■ Questions to answer ■
**1)** In the passage on the Public Health Service, what kind of program did the Service try to formulate to meet immediate needs?
**2)** Rewrite the part of the passage on the Public Health Service between "The Public Health Service, in" and "appropriations and legislation.", inclusive, changing "temporary program" to "provisional program".

■ Provided passage ■
Making due allowances for discrepancies, which might have been expected, and for developments, which could not have been readily foreseen, it may be truthfully said that this document indicated quite clearly and more or less accurately the hospital needs for the care of sick and disabled ex-service men and women, if these patients were to receive the character of medical service which, in the judgment of the best medical minds, was necessary for their restoration to health and which could not be satisfactorily given in other than suitably constructed institutions.

Leaving aside these considerations, it was apparent that, when the Public Health Service was charged with responsibility, it was immediately necessary to meet the urgent demands suddenly created by the termination of the war.

The Public Health Service, in the manner indicated above, attempted, therefore, to formulate and put into execution a temporary program for the purpose of meeting immediate needs, leaving a permanent program to be developed in accordance with the appropriations and legislation.

Without going into any more detail, it will suffice to state in very general terms the work which the Public Health Service has done in this connection and which it is still doing.

■ Dataset entries ■
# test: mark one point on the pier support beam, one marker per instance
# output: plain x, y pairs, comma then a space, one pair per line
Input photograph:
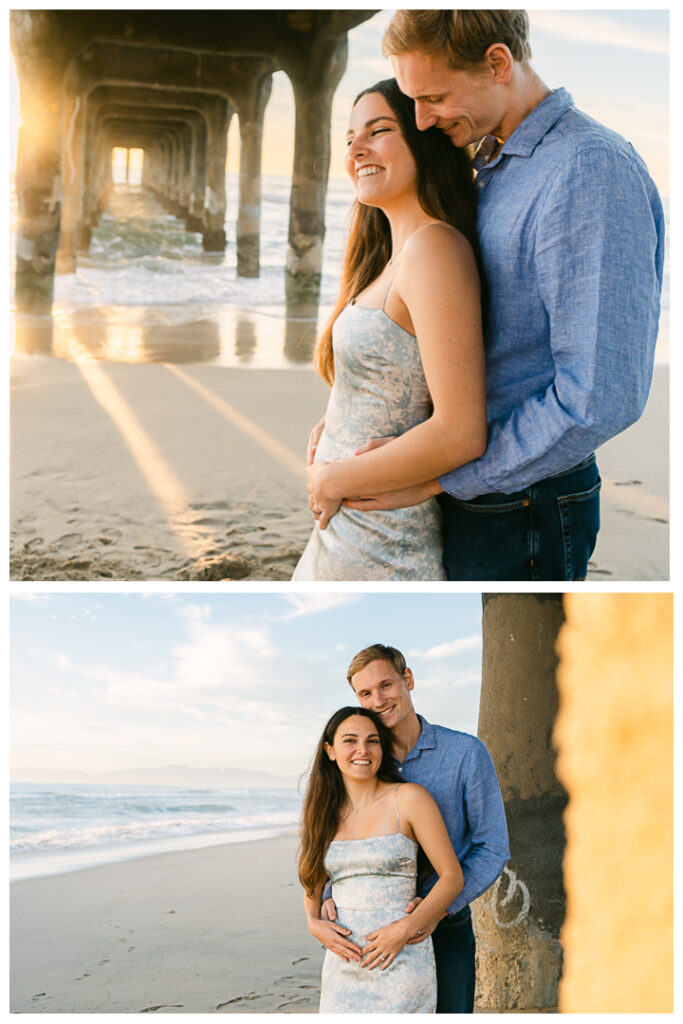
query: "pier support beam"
219, 113
517, 922
313, 86
250, 112
38, 160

■ Solutions ■
**1)** A temporary program.

**2)**
The Public Health Service, in the manner indicated above, attempted, therefore, to formulate and put into execution a provisional program for the purpose of meeting immediate needs, leaving a permanent program to be developed in accordance with the appropriations and legislation.